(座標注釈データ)
====

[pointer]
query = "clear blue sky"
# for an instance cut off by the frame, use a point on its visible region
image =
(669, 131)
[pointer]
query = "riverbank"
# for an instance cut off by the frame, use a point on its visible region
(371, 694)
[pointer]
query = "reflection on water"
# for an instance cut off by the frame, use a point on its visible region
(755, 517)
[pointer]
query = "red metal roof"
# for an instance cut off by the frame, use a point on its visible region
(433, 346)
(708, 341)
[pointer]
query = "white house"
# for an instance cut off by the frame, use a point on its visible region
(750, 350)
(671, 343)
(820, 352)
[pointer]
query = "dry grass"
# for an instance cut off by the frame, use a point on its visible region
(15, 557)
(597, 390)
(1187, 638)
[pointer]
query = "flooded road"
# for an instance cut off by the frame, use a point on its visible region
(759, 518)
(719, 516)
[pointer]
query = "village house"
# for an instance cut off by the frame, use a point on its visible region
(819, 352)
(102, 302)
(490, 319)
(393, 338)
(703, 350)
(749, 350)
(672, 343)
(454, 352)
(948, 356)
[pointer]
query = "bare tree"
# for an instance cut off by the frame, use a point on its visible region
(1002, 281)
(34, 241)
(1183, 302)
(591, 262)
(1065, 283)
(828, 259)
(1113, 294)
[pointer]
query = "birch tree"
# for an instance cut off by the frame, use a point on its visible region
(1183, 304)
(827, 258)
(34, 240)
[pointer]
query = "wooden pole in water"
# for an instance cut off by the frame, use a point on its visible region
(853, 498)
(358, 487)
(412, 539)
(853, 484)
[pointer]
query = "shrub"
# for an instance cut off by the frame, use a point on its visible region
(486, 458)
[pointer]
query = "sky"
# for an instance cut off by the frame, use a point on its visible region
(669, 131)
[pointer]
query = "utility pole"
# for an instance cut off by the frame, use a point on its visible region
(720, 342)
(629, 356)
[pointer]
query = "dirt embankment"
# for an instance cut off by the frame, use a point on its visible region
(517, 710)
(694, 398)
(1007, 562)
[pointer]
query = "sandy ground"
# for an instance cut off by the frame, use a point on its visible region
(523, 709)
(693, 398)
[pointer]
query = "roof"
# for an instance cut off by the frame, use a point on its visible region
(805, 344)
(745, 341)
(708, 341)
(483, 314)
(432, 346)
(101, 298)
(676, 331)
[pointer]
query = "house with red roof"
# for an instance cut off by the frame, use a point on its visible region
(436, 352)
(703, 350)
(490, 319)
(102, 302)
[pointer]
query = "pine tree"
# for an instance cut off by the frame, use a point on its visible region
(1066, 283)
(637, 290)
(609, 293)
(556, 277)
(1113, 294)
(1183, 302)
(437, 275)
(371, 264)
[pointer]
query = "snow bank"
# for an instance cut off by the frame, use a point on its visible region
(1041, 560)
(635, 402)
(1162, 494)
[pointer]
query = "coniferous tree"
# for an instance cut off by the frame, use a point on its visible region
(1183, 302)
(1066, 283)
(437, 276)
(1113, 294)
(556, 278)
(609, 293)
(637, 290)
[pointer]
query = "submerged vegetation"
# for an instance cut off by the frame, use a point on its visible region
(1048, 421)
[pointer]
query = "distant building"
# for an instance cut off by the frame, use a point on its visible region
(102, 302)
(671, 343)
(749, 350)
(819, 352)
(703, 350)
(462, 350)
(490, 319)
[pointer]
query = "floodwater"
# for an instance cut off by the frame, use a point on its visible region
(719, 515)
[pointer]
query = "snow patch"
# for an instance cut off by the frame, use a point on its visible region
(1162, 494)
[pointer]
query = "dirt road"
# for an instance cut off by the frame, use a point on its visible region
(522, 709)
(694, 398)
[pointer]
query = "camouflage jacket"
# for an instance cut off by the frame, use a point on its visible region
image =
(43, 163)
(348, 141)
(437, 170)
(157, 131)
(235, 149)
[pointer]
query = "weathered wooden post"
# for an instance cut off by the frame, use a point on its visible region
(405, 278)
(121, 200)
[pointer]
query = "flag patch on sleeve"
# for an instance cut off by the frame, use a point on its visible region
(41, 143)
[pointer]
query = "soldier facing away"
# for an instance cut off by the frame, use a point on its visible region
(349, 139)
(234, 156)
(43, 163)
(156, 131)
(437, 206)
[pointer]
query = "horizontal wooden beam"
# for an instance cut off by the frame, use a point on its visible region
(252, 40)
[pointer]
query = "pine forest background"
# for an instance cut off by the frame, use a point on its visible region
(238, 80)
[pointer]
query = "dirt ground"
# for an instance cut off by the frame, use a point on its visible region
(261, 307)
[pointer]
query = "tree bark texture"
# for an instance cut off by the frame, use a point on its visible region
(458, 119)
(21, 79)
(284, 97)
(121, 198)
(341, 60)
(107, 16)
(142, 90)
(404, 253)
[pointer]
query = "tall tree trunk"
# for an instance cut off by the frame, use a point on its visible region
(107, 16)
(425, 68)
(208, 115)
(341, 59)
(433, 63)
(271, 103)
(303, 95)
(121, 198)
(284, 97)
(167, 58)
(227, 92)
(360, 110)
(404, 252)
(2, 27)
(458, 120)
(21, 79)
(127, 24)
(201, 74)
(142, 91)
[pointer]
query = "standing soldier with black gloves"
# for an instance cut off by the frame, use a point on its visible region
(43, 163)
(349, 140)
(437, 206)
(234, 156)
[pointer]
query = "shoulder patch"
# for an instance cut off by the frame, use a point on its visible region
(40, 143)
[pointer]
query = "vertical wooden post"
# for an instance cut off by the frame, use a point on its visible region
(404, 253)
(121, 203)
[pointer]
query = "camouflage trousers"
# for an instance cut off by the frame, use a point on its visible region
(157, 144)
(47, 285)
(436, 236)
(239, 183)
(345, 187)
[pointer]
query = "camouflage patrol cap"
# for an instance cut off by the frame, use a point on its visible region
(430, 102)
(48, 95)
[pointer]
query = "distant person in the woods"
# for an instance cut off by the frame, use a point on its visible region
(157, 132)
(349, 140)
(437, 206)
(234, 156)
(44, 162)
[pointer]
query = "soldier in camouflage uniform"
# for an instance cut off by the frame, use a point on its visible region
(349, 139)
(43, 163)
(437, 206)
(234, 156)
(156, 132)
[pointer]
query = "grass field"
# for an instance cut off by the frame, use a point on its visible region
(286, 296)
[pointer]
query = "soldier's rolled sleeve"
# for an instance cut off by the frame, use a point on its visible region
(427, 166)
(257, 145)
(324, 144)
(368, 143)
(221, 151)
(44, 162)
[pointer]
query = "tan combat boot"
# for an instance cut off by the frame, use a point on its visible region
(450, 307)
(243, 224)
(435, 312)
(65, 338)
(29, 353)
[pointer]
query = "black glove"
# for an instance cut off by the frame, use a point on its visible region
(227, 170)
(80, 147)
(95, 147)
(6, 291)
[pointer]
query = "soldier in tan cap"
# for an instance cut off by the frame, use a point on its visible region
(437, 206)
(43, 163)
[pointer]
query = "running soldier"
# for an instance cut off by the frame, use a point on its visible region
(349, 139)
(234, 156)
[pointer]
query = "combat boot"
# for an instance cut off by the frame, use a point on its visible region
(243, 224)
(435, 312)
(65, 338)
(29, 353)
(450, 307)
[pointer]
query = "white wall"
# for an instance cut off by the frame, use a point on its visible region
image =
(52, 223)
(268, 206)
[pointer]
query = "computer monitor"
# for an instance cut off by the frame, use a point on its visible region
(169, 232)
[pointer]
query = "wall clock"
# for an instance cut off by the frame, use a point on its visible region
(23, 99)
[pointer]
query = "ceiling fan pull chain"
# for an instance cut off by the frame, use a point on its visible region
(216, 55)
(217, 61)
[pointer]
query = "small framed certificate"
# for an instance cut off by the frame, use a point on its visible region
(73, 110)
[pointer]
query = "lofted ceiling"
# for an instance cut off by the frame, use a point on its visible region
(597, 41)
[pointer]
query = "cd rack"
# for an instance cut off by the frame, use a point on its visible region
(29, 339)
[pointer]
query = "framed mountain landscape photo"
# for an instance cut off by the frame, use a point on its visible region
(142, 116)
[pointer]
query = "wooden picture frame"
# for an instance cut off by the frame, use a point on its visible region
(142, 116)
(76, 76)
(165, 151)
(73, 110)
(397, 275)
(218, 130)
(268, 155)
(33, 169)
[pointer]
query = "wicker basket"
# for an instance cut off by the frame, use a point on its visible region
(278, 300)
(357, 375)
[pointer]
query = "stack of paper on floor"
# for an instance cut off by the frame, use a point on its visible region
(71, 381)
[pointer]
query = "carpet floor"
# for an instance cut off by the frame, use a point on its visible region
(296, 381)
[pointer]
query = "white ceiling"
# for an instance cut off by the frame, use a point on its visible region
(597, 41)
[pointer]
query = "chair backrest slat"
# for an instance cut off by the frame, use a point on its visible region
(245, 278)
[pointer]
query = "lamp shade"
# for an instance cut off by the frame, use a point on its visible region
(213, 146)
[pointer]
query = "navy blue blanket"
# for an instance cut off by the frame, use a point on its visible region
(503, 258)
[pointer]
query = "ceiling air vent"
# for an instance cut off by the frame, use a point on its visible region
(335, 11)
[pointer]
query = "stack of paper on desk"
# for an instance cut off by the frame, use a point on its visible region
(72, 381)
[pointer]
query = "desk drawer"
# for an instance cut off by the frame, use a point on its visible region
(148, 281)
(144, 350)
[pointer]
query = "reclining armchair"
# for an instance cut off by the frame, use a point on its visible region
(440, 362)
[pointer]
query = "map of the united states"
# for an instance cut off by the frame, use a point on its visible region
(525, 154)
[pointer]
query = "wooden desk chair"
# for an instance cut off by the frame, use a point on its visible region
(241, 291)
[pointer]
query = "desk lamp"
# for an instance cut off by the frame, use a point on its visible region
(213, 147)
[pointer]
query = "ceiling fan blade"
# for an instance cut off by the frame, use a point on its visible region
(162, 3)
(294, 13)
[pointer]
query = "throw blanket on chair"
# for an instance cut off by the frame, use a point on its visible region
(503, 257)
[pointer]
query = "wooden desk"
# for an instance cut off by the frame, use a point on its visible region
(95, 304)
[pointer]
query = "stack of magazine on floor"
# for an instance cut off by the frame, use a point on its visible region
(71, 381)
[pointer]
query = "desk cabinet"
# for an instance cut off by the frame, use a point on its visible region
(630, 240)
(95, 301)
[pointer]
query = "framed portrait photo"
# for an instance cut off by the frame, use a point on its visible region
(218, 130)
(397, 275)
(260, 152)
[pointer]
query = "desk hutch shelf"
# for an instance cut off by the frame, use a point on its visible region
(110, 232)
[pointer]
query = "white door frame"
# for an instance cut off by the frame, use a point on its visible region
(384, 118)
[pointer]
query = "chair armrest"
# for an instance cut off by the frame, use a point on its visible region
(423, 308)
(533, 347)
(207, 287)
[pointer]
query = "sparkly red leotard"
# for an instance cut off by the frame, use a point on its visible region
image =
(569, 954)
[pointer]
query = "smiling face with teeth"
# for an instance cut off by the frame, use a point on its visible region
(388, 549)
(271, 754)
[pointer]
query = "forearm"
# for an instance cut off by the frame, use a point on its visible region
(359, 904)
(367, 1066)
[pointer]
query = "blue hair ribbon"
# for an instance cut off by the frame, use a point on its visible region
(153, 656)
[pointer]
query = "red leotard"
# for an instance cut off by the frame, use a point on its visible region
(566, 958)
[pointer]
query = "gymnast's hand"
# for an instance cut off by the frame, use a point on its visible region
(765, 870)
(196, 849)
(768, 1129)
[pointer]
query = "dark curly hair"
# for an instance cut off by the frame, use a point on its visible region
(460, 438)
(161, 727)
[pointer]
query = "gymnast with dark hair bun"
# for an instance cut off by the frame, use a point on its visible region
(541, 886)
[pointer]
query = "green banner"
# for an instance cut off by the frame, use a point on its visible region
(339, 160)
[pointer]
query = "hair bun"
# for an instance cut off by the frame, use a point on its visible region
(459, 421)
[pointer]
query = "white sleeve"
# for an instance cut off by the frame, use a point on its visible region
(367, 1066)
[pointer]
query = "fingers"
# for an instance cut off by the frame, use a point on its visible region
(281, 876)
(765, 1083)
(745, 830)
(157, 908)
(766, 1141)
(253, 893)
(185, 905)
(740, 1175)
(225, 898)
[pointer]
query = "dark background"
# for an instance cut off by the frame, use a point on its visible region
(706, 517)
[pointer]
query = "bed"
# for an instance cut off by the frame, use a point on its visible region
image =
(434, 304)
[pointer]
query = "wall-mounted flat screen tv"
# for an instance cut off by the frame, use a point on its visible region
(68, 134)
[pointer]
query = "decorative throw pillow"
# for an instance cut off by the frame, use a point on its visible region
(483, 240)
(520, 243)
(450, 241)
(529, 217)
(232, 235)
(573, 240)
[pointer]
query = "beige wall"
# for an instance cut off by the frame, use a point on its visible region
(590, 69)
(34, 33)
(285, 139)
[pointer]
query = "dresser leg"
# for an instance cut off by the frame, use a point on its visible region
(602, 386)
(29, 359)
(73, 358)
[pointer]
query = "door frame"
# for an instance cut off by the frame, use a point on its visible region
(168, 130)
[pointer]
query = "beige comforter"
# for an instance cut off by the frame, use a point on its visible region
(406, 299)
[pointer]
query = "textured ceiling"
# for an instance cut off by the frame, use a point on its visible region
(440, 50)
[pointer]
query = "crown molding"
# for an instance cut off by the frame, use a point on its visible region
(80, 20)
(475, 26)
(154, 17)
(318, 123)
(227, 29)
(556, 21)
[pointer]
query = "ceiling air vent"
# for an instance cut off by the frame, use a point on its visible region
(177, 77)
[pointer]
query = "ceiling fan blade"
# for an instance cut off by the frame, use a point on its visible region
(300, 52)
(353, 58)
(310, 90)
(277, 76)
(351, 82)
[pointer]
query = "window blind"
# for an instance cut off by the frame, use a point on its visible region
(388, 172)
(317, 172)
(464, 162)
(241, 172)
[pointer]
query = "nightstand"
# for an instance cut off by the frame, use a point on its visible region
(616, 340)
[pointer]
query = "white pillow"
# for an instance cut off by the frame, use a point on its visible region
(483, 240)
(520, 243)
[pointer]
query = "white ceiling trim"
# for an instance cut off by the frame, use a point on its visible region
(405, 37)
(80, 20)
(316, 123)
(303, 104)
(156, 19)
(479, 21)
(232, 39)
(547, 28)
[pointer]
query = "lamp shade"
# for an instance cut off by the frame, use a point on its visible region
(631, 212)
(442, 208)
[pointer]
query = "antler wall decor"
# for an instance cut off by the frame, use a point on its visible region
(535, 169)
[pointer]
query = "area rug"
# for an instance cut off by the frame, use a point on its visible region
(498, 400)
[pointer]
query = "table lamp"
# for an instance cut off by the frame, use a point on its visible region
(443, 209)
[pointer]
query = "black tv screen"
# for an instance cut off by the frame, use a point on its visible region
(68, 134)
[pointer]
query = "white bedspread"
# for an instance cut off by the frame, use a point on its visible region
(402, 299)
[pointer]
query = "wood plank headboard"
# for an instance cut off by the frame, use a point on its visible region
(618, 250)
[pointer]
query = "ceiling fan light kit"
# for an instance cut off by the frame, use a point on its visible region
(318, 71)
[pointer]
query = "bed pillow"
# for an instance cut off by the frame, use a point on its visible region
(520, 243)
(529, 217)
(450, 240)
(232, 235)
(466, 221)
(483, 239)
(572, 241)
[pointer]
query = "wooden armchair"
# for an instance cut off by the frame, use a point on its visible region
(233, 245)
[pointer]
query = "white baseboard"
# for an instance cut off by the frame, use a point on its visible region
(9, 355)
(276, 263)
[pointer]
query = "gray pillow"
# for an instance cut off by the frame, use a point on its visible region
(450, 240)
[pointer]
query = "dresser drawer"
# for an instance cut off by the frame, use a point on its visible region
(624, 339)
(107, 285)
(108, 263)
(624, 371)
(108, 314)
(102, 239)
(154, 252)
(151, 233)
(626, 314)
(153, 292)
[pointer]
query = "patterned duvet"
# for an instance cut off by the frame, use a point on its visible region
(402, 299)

====

課題の指示: 上のデータから、語「roof」を含む行をすべて抜き出しなさい。大文字と小文字は区別すること。

解答例:
query = "red metal roof"
query = "roof"
query = "house with red roof"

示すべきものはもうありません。